- **Task requirements**: Beginning with the line where "Thank you for the photo. Please point out the brick" appears, repeat every remaining line of the entries exactly, the last line included.

Data entries:
——————————
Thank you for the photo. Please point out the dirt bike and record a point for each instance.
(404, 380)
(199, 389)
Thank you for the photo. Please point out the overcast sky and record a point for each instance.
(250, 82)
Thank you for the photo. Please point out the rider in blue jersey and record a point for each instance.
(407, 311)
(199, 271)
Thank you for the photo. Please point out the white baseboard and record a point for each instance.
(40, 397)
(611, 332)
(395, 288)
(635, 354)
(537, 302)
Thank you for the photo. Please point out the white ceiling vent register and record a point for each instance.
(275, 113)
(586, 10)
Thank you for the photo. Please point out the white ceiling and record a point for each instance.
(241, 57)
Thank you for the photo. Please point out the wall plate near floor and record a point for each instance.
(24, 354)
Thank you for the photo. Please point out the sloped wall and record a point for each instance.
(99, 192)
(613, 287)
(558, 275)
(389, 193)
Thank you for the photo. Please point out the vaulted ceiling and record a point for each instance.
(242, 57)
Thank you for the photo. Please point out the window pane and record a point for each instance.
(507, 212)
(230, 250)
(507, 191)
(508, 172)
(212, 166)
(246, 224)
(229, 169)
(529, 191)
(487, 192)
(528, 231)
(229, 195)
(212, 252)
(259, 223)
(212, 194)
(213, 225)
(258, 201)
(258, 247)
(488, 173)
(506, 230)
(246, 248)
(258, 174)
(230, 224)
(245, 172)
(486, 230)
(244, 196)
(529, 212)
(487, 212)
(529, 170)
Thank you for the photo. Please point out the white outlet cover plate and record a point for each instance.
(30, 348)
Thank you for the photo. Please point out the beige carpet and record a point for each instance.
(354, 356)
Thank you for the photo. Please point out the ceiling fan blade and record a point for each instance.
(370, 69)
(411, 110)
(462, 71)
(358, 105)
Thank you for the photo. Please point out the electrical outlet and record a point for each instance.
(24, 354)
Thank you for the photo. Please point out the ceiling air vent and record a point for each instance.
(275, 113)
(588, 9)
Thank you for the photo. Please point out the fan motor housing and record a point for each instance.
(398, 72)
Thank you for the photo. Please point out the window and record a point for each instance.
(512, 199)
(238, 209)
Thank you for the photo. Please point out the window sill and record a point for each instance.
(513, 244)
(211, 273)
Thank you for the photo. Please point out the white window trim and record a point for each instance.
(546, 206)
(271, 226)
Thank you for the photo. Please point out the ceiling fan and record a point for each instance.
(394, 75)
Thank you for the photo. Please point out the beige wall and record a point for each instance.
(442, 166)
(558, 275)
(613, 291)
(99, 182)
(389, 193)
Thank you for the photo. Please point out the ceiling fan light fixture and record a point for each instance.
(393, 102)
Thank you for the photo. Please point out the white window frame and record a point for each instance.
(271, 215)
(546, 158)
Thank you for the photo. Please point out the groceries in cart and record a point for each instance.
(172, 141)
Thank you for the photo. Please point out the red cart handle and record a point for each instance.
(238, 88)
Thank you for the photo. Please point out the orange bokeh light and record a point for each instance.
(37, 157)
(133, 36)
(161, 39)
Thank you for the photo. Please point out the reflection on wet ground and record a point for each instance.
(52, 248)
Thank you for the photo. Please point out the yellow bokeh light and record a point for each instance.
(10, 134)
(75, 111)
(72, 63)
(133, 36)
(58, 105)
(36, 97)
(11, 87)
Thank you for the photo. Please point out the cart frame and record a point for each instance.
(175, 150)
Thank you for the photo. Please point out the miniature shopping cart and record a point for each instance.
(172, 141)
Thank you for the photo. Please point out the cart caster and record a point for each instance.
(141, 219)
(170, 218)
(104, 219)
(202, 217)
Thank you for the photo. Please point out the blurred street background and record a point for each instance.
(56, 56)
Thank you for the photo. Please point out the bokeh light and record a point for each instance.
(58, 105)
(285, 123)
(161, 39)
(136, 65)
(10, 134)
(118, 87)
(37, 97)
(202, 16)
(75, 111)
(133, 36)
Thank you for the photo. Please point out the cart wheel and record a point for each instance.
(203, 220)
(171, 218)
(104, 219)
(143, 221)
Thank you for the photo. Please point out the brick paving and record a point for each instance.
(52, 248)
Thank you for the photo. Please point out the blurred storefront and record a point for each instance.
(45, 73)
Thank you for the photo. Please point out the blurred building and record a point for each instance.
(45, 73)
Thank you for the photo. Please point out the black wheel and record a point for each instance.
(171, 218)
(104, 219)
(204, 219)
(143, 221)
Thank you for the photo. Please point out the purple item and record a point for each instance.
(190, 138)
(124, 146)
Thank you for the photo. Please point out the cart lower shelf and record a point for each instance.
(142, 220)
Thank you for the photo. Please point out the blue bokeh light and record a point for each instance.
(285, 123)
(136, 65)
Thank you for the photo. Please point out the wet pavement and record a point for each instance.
——————————
- **Output of the task**:
Thank you for the photo. Please point out the brick paving and record a point for each instance.
(52, 248)
Thank you for the photo. Please point out the blurred storefront and record a point for each instance.
(45, 73)
Thank you for the photo. Please point out the blurred building and record a point for each instance.
(45, 73)
Thank you for the photo. Please point out the black wheel and record a point for each instance.
(171, 218)
(104, 219)
(204, 219)
(143, 221)
Thank you for the photo. Please point out the purple item and record a point for each instance.
(190, 138)
(124, 146)
Thank you for the photo. Please point out the cart lower shelf and record a point for each instance.
(142, 220)
Thank you for the photo. Please point out the blue bokeh light and record a point for each instance.
(285, 123)
(136, 65)
Thank you for the photo. Please point out the wet pavement and record a point for each instance.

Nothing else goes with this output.